Records from a collection:

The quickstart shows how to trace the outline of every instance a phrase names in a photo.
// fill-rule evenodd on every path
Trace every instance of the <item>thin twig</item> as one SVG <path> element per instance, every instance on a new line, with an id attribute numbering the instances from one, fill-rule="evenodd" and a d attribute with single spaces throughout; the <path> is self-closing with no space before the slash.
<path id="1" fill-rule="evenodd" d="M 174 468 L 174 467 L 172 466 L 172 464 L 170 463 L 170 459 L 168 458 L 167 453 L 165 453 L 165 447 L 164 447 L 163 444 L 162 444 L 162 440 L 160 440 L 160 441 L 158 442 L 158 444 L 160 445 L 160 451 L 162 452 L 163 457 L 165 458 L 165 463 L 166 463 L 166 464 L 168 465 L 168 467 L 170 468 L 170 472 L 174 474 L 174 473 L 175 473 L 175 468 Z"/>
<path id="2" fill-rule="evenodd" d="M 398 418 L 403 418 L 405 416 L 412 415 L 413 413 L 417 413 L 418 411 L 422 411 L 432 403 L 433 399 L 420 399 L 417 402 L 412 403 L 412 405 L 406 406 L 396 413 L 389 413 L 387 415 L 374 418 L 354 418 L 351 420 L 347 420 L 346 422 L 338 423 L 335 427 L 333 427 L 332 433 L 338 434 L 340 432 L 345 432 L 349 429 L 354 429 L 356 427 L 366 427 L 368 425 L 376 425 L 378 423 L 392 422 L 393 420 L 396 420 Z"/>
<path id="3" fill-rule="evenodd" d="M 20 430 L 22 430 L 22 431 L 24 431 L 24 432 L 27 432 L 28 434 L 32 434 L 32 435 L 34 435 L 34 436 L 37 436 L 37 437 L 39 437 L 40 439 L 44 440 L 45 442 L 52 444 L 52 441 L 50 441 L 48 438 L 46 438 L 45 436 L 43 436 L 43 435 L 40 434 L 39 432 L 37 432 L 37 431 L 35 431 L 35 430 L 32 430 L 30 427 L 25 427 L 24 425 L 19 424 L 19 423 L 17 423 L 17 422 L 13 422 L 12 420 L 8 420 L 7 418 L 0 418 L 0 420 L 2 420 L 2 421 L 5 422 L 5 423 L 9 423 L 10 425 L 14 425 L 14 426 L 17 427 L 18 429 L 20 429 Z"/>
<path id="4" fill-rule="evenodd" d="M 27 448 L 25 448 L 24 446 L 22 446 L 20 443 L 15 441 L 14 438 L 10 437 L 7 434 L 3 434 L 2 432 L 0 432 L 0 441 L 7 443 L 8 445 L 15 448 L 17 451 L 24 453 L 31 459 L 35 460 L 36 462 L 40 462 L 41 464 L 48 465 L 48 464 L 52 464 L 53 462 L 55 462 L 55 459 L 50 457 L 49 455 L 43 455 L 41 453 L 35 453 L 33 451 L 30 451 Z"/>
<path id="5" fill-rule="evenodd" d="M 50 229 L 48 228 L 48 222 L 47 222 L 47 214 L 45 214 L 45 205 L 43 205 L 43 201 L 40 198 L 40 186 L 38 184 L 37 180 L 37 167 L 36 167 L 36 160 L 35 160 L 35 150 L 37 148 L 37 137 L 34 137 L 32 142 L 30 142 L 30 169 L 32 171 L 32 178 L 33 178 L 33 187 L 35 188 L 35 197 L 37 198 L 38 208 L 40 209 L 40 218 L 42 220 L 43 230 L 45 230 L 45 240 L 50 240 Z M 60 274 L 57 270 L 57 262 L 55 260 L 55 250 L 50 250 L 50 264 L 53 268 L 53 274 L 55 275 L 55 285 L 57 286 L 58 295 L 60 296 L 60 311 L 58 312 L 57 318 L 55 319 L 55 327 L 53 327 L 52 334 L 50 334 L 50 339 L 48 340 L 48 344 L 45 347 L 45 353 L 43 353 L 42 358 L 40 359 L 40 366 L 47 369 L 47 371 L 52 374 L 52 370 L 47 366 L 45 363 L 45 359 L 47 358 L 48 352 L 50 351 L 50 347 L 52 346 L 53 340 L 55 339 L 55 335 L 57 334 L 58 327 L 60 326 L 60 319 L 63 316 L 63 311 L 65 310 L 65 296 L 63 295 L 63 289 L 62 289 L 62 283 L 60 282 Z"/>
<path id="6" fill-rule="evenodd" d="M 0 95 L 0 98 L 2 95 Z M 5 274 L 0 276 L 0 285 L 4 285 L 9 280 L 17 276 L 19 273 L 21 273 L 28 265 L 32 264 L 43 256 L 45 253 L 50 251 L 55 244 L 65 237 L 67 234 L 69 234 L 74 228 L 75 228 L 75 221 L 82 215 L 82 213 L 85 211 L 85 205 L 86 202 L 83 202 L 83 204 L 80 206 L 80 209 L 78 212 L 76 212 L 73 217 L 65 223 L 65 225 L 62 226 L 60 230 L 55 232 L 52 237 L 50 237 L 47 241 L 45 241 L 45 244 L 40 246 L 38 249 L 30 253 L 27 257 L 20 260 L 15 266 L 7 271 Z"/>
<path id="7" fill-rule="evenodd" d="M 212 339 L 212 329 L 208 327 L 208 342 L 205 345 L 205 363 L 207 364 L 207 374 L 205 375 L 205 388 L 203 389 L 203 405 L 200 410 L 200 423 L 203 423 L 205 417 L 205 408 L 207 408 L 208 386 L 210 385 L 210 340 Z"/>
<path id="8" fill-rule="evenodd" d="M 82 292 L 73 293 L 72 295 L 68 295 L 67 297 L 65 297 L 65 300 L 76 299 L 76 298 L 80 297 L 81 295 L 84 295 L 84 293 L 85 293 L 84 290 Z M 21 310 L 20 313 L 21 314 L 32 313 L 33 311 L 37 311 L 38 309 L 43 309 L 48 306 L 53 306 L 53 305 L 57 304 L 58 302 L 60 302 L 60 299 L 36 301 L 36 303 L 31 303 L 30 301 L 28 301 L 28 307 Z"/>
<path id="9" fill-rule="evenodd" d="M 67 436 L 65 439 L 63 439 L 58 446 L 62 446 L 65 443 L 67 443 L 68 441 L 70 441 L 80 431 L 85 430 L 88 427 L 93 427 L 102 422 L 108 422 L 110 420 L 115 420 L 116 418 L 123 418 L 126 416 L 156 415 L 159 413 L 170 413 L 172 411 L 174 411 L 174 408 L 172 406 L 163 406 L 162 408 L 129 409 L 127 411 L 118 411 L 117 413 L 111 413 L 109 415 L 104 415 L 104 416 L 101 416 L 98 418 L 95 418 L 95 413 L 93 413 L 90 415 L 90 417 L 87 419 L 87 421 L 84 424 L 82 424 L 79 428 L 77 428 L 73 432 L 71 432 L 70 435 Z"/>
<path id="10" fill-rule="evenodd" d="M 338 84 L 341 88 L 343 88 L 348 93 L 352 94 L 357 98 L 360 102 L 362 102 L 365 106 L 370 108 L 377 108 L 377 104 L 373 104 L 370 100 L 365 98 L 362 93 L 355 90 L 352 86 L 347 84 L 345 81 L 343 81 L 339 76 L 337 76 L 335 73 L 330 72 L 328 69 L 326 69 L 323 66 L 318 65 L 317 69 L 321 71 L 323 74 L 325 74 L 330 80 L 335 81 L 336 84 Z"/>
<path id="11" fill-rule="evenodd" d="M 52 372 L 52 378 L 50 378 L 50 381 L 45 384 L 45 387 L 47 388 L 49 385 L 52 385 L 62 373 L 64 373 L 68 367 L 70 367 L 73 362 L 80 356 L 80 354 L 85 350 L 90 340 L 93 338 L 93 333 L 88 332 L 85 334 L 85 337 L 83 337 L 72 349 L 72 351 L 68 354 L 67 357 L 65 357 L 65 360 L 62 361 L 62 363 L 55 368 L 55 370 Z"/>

Assignment:
A verbatim reproduction of all the records above is the expected answer.

Task output:
The quickstart shows how to trace the outline of every instance a phrase names in a photo.
// fill-rule evenodd on every path
Trace every instance of the <item>thin twig</item> as one SVG <path> element per instance, every instance on a new line, with an id attribute numbering the instances from one, fill-rule="evenodd" and a d attribute with single spaces throughout; the <path> is self-closing with no space before the slash.
<path id="1" fill-rule="evenodd" d="M 174 468 L 174 467 L 172 466 L 172 464 L 170 463 L 170 459 L 168 458 L 167 453 L 165 453 L 165 447 L 164 447 L 163 444 L 162 444 L 162 440 L 160 440 L 160 441 L 158 442 L 158 444 L 160 445 L 160 451 L 162 452 L 163 457 L 165 458 L 165 463 L 166 463 L 166 464 L 168 465 L 168 467 L 170 468 L 170 472 L 174 474 L 174 473 L 175 473 L 175 468 Z"/>
<path id="2" fill-rule="evenodd" d="M 398 418 L 403 418 L 405 416 L 412 415 L 413 413 L 417 413 L 418 411 L 422 411 L 432 403 L 433 399 L 420 399 L 417 402 L 412 403 L 412 405 L 406 406 L 396 413 L 389 413 L 387 415 L 374 418 L 354 418 L 351 420 L 347 420 L 346 422 L 338 423 L 335 427 L 333 427 L 332 433 L 338 434 L 340 432 L 345 432 L 349 429 L 354 429 L 356 427 L 366 427 L 368 425 L 376 425 L 378 423 L 392 422 L 393 420 L 396 420 Z"/>
<path id="3" fill-rule="evenodd" d="M 20 430 L 22 430 L 22 431 L 24 431 L 24 432 L 27 432 L 28 434 L 32 434 L 32 435 L 34 435 L 34 436 L 37 436 L 37 437 L 39 437 L 40 439 L 44 440 L 45 442 L 52 444 L 52 441 L 50 441 L 48 438 L 46 438 L 45 436 L 43 436 L 43 435 L 40 434 L 39 432 L 37 432 L 37 431 L 35 431 L 35 430 L 32 430 L 30 427 L 25 427 L 24 425 L 19 424 L 19 423 L 17 423 L 17 422 L 13 422 L 12 420 L 8 420 L 7 418 L 0 418 L 0 420 L 2 420 L 2 421 L 5 422 L 5 423 L 9 423 L 10 425 L 14 425 L 14 426 L 17 427 L 18 429 L 20 429 Z"/>
<path id="4" fill-rule="evenodd" d="M 27 448 L 25 448 L 24 446 L 22 446 L 20 443 L 15 441 L 14 438 L 10 437 L 7 434 L 3 434 L 2 432 L 0 432 L 0 441 L 7 443 L 8 445 L 15 448 L 17 451 L 24 453 L 31 459 L 35 460 L 36 462 L 40 462 L 41 464 L 48 465 L 48 464 L 52 464 L 53 462 L 55 462 L 55 459 L 50 457 L 49 455 L 43 455 L 41 453 L 35 453 L 33 451 L 30 451 Z"/>
<path id="5" fill-rule="evenodd" d="M 50 229 L 48 228 L 48 222 L 47 222 L 47 214 L 45 214 L 45 205 L 43 205 L 43 201 L 40 198 L 40 186 L 38 184 L 37 180 L 37 167 L 36 167 L 36 160 L 35 160 L 35 150 L 37 148 L 37 137 L 34 137 L 32 142 L 30 142 L 30 169 L 32 171 L 32 178 L 33 178 L 33 187 L 35 188 L 35 197 L 37 198 L 38 208 L 40 209 L 40 218 L 42 220 L 43 230 L 45 230 L 45 240 L 50 240 Z M 60 274 L 57 270 L 57 262 L 55 260 L 55 250 L 50 250 L 50 264 L 53 268 L 53 274 L 55 275 L 55 285 L 57 286 L 58 295 L 60 296 L 60 311 L 58 312 L 57 318 L 55 319 L 55 327 L 53 327 L 52 334 L 50 334 L 50 339 L 48 340 L 48 344 L 45 347 L 45 353 L 43 353 L 42 358 L 40 359 L 40 366 L 47 369 L 47 371 L 52 374 L 52 370 L 47 366 L 45 363 L 45 359 L 47 358 L 48 352 L 50 351 L 50 347 L 52 346 L 53 340 L 55 339 L 55 335 L 57 334 L 58 327 L 60 326 L 60 319 L 63 316 L 63 311 L 65 310 L 65 296 L 63 295 L 63 289 L 62 289 L 62 283 L 60 282 Z"/>
<path id="6" fill-rule="evenodd" d="M 0 95 L 0 98 L 2 95 Z M 5 274 L 0 276 L 0 285 L 4 285 L 9 280 L 17 276 L 19 273 L 21 273 L 28 265 L 32 264 L 43 256 L 45 253 L 50 251 L 55 244 L 65 237 L 67 234 L 69 234 L 74 228 L 75 228 L 75 221 L 82 215 L 82 213 L 85 211 L 85 205 L 86 202 L 83 202 L 83 204 L 80 206 L 80 209 L 78 212 L 76 212 L 73 217 L 65 223 L 65 225 L 62 226 L 60 230 L 55 232 L 52 237 L 50 237 L 47 241 L 45 241 L 45 244 L 40 246 L 38 249 L 30 253 L 27 257 L 20 260 L 15 266 L 7 271 Z"/>
<path id="7" fill-rule="evenodd" d="M 212 339 L 212 329 L 208 327 L 208 342 L 205 345 L 205 363 L 207 364 L 207 374 L 205 375 L 205 388 L 203 389 L 203 405 L 200 410 L 200 423 L 203 423 L 205 417 L 205 408 L 207 408 L 208 386 L 210 385 L 210 340 Z"/>
<path id="8" fill-rule="evenodd" d="M 82 292 L 73 293 L 72 295 L 68 295 L 67 297 L 65 297 L 65 300 L 76 299 L 76 298 L 80 297 L 81 295 L 84 295 L 84 293 L 85 293 L 84 290 Z M 21 310 L 20 313 L 21 314 L 32 313 L 33 311 L 37 311 L 38 309 L 43 309 L 48 306 L 53 306 L 53 305 L 57 304 L 58 302 L 60 302 L 60 299 L 36 301 L 36 303 L 31 303 L 30 301 L 28 301 L 28 307 Z"/>
<path id="9" fill-rule="evenodd" d="M 67 436 L 65 439 L 63 439 L 58 446 L 62 446 L 65 443 L 67 443 L 68 441 L 70 441 L 80 431 L 85 430 L 88 427 L 93 427 L 102 422 L 108 422 L 110 420 L 115 420 L 116 418 L 123 418 L 126 416 L 156 415 L 159 413 L 170 413 L 172 411 L 174 411 L 174 408 L 172 406 L 163 406 L 162 408 L 129 409 L 127 411 L 118 411 L 117 413 L 111 413 L 109 415 L 104 415 L 104 416 L 101 416 L 98 418 L 95 418 L 95 413 L 93 413 L 90 415 L 90 417 L 87 419 L 87 421 L 84 424 L 82 424 L 79 428 L 77 428 L 73 432 L 71 432 L 70 435 Z"/>
<path id="10" fill-rule="evenodd" d="M 338 84 L 341 88 L 343 88 L 348 93 L 352 94 L 357 98 L 360 102 L 362 102 L 365 106 L 370 108 L 377 108 L 377 104 L 373 104 L 370 100 L 365 98 L 362 93 L 355 90 L 352 86 L 347 84 L 345 81 L 343 81 L 339 76 L 337 76 L 335 73 L 330 72 L 328 69 L 326 69 L 323 66 L 318 65 L 317 69 L 321 71 L 323 74 L 325 74 L 330 80 L 335 81 L 336 84 Z"/>
<path id="11" fill-rule="evenodd" d="M 52 372 L 52 378 L 50 378 L 50 381 L 45 384 L 45 387 L 47 388 L 49 385 L 52 385 L 62 373 L 64 373 L 68 367 L 70 367 L 73 362 L 80 356 L 80 354 L 85 350 L 90 340 L 93 338 L 93 333 L 88 332 L 85 334 L 85 337 L 83 337 L 72 349 L 72 351 L 68 354 L 67 357 L 65 357 L 65 360 L 62 361 L 62 363 L 55 368 L 55 370 Z"/>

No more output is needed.